• Work to complete: Repeat the lines of the material below exactly, beginning at the one with "</instance>" and stopping after the last.
Records for processing below:
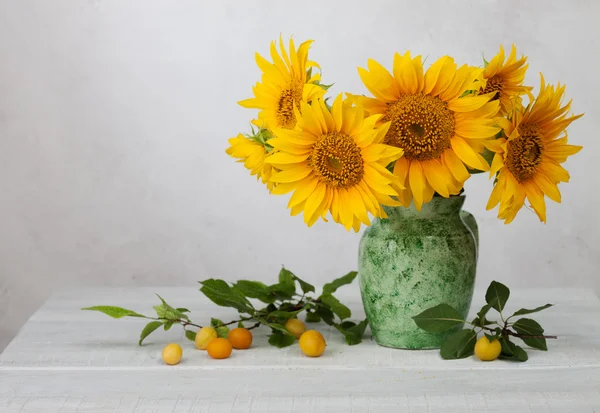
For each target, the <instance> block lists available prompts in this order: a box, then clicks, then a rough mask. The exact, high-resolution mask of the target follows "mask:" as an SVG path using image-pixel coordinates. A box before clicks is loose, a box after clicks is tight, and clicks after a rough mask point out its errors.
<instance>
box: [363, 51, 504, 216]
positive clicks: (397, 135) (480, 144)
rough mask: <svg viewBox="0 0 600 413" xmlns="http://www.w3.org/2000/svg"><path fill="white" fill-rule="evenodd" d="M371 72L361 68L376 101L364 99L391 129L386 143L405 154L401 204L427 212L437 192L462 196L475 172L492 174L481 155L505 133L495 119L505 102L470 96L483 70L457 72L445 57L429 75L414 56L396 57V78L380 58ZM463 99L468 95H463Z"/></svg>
mask: <svg viewBox="0 0 600 413" xmlns="http://www.w3.org/2000/svg"><path fill="white" fill-rule="evenodd" d="M368 68H369V70H366V69H363V68H359V69H358V72H359V74H360V77H361V79H362V81H363V82H364V84H365V86H366V87H367V89H369V91H370V92H371V93H372V94H373V95H374V96H375V98H366V97H363V98H358V101H359V102H360V103H361V104H362V105H363V106H364V108H365V109H366V110H367V112H368V113H369V114H371V115H373V114H381V115H383V116H382V118H381V119H380V121H381V122H390V123H391V125H390V127H389V130H388V132H387V134H386V136H385V139H384V143H386V144H389V145H392V146H396V147H398V148H401V149H403V150H404V156H403V157H402V158H400V159H399V160H398V161H396V163H395V165H394V174H395V175H397V176H398V177H399V180H400V183H401V184H402V185H403V186H404V187H405V189H398V193H399V200H400V201H401V202H402V204H403V205H404V206H405V207H408V206H409V205H410V203H411V201H412V200H413V198H414V202H415V206H416V207H417V209H421V206H422V205H423V203H426V202H429V201H430V200H431V198H432V197H433V194H434V192H437V193H438V194H440V195H442V196H444V197H448V196H450V195H453V194H458V193H459V192H460V190H461V189H462V187H463V184H464V182H465V181H466V180H467V179H468V178H469V176H470V174H469V172H468V170H467V168H466V167H465V164H466V165H468V166H469V167H471V168H474V169H479V170H484V171H487V170H489V164H488V163H487V162H486V161H485V159H484V158H483V157H482V156H481V154H480V153H481V152H482V151H483V149H484V144H485V143H486V139H488V138H492V137H494V135H495V134H496V133H497V132H499V130H500V129H499V128H498V127H496V126H495V121H494V117H495V115H496V113H497V112H498V108H499V103H498V102H497V101H494V102H490V99H491V98H492V97H493V95H492V94H488V95H479V96H477V95H475V94H473V93H470V94H466V95H465V96H463V94H465V92H467V91H473V90H476V89H477V88H478V87H477V81H476V79H477V78H478V76H480V75H481V69H476V68H473V67H470V66H467V65H464V66H462V67H460V68H457V65H456V63H454V60H453V59H452V58H451V57H448V56H444V57H442V58H441V59H439V60H438V61H436V62H435V63H434V64H433V65H431V67H430V68H429V69H428V70H427V72H426V73H423V64H422V63H421V56H417V57H416V58H414V59H411V57H410V52H406V54H405V55H404V56H401V55H399V54H398V53H396V55H395V56H394V68H393V75H392V74H390V73H389V72H388V71H387V70H386V69H385V68H384V67H383V66H382V65H380V64H379V63H377V62H376V61H374V60H369V61H368ZM461 96H463V97H461Z"/></svg>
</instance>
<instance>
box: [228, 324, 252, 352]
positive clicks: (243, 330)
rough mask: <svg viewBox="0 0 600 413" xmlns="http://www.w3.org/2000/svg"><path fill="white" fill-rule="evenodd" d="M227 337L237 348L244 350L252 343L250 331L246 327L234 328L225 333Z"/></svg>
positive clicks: (251, 344) (239, 349) (251, 334)
mask: <svg viewBox="0 0 600 413" xmlns="http://www.w3.org/2000/svg"><path fill="white" fill-rule="evenodd" d="M227 339H228V340H229V342H230V343H231V345H232V346H233V348H235V349H237V350H246V349H248V348H250V346H251V345H252V333H251V332H250V331H249V330H248V329H246V328H234V329H233V330H231V331H230V332H229V334H228V335H227Z"/></svg>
End of Records for processing.
• Answer to the problem:
</instance>
<instance>
box: [228, 324, 252, 352]
positive clicks: (243, 330)
rough mask: <svg viewBox="0 0 600 413" xmlns="http://www.w3.org/2000/svg"><path fill="white" fill-rule="evenodd" d="M227 337L237 348L244 350L252 343L250 331L246 327L234 328L225 333Z"/></svg>
positive clicks: (251, 344) (239, 349) (251, 334)
mask: <svg viewBox="0 0 600 413" xmlns="http://www.w3.org/2000/svg"><path fill="white" fill-rule="evenodd" d="M227 339H228V340H229V342H230V343H231V345H232V346H233V348H235V349H237V350H246V349H248V348H250V346H251V345H252V333H251V332H250V331H249V330H248V329H246V328H234V329H233V330H231V331H230V332H229V334H228V335H227Z"/></svg>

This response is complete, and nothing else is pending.